• **TEXTE SOURCE**:
Cependant l’affaire amena l’assemblée générale du 22 novembre 1987 a adopté une proposition revendiquant un programme de reconversion et de diversification de la production. Cette revendication devient la pierre d’assise de la stratégie syndicale en faveur du maintien de l’emploi pour les années qui suivirent.

Les membres refusaient d’être complices avec les marchands de canons et constataient la précarité de l’emploi face à la production militaire.
 

Diversification de la production, sécurité d’emploi et changements technologiques

Lors de la négociation de 1988, le syndicat revendiquait la transparence économique pour bien mesurer l’impact de la perte de contrat du client européen et du scandale des ventes d’armes à l’Iran, aucune mise à pied en cas de changement technologique sauf par attrition volontaire et la diversification de la production pour réduire la dépendance de l’usine face aux contrats militaires.

Expro répondit par 17 semaines de lock-out. Résultat : à bout de ressources financières, Expro a dû céder sur l’ensemble des revendications syndicales et accepta en prime la mise sur pied d’un REER collectif avec contribution égale employeur-employés. Bâtirente (régime collectif de la CSN) était né à l’usine.

Pour ce qui est de la diversification de la production, la compagnie acceptait de participer à un comité d’adaptation de la main-d’oeuvre (CAMO) qui avait le mandat d’évaluer les productions alternatives pour diversifier la production vers les marchés civils.
 

1990-1993 – Fin de la guerre froide, crise financière et coop de travailleurs investisseurs

Avec la fin de la guerre froide, la chute du mur de Berlin et l’effondrement du bloc soviétique s’ensuivit une chute drastique des contrats militaires et par le fait même une crise financière importante amenant Expro à demander des concessions (baisse de salaire et de bénéfices marginaux dans la convention collective signée sans conflit en 1992).

La réponse du futur président fondateur de la COOP de travailleurs investisseurs, Paul Cossette fut clair : non aux concessions, oui aux actions!

L’assemblée générale du mois d’août 1993 mandate le syndicat d’organiser la coopérative des travailleurs et travailleuses actionnaires en produits chimiques du Suroît et de négocier une convention d’actionnaire favorable aux travailleurs. Le résultat sera approuvé par les membres du syndicat à 88 %. La nouvelle convention collective négociée en parallèle devra refléter ce résultat.

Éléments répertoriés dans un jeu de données
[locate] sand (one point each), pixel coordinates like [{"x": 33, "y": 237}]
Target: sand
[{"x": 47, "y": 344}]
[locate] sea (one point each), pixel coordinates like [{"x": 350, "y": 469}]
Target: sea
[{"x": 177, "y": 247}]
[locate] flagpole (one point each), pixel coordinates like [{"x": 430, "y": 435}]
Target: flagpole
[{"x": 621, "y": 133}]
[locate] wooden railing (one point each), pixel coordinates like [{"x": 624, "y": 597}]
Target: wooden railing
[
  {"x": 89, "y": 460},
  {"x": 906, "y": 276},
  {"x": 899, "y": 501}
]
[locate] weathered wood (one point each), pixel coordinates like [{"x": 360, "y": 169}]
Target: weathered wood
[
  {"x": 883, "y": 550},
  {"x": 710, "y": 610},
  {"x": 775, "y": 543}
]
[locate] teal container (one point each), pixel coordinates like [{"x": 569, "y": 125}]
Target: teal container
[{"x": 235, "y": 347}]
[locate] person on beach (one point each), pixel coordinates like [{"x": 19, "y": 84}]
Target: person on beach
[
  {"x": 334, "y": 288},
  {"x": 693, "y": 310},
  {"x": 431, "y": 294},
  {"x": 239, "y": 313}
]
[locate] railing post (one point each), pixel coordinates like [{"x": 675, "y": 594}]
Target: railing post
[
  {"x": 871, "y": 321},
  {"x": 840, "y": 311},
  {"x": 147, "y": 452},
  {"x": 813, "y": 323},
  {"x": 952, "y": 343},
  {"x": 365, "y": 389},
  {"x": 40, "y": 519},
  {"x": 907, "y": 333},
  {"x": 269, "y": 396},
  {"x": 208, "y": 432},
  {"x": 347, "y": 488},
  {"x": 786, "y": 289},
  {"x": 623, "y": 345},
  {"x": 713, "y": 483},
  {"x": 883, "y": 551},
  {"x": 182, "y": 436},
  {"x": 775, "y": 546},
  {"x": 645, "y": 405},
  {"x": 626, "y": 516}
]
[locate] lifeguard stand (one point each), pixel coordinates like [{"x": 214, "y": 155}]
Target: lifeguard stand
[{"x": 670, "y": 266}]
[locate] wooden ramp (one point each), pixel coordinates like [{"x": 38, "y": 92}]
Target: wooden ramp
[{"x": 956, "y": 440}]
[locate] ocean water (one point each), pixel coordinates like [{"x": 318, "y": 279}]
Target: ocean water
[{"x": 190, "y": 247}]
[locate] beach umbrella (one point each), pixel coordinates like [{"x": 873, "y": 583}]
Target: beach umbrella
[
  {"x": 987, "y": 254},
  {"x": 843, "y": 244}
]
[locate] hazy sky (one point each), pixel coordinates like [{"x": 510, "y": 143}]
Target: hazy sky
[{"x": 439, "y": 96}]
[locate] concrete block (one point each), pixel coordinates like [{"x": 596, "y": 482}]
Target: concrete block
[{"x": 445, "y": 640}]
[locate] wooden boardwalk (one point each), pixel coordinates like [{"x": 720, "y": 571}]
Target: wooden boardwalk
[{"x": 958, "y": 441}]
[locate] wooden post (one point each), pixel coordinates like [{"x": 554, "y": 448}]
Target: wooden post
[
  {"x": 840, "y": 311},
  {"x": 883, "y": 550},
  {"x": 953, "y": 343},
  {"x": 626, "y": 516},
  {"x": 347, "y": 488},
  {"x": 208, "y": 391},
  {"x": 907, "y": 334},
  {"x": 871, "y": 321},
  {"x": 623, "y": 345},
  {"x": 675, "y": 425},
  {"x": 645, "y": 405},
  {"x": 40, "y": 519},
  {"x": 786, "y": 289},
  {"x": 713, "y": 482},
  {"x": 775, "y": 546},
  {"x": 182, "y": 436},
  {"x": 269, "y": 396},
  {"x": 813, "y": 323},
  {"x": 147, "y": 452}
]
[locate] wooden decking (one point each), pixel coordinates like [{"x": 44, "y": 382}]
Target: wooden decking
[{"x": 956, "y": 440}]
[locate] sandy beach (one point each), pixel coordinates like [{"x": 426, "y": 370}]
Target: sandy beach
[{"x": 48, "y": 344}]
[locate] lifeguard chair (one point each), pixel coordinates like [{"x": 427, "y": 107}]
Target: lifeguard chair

• **CONSIGNE A**: Traduisez en anglais cette phrase du texte sur le syndicat de l'usine Expro : « Les membres refusaient d’être complices avec les marchands de canons et constataient la précarité de l’emploi face à la production militaire. »
• **CONSIGNE B**: Poursuivez le texte sur le syndicat de l'usine Expro en reprenant juste après sa dernière phrase.
Vous n'aurez pas besoin du matériel.

• **RÉPONSE A**: The members refused to be accomplices of the arms dealers and saw how precarious employment was in the face of military production.

• **RÉPONSE B**:
Chaque membre s’engage à injecter 3 000 $ dans le capital social, dont 1 500 $ de mise de fonds provenant soit de ses épargnes personnelles, d’un prêt de la caisse populaire ou du programme Bâtirente et l’autre partie de la mise de fonds en déduction de salaire. L’investissement des travailleurs étant déductibles d’impôts, ces derniers recevront 2 100 $ du montant investi ainsi, les travailleurs deviennent propriétaires pour moins de 1 000 $ d’une usine dont les ventes s’élèvent à 45 millions $. Le montant global de l’investissement sera de 1,2 million $ et les membres acquièrent 32 % du capital-actions ainsi que deux sièges du conseil d’administration des actionnaires et obtiennent 22 droits de véto. Entre autres sur le plan d’affaires, les changements technologiques, l’environnement, la fermeture de l’usine, approbation des états financiers…

Les opérations de l’usine seront cogérées par un comité exécutif de cogestion où siégeront en plus des officiers de la compagnie (directeur d’usine et vice-présidents) les quatre syndicats de l’usine et l’association des cadres (tous membres de la COOP).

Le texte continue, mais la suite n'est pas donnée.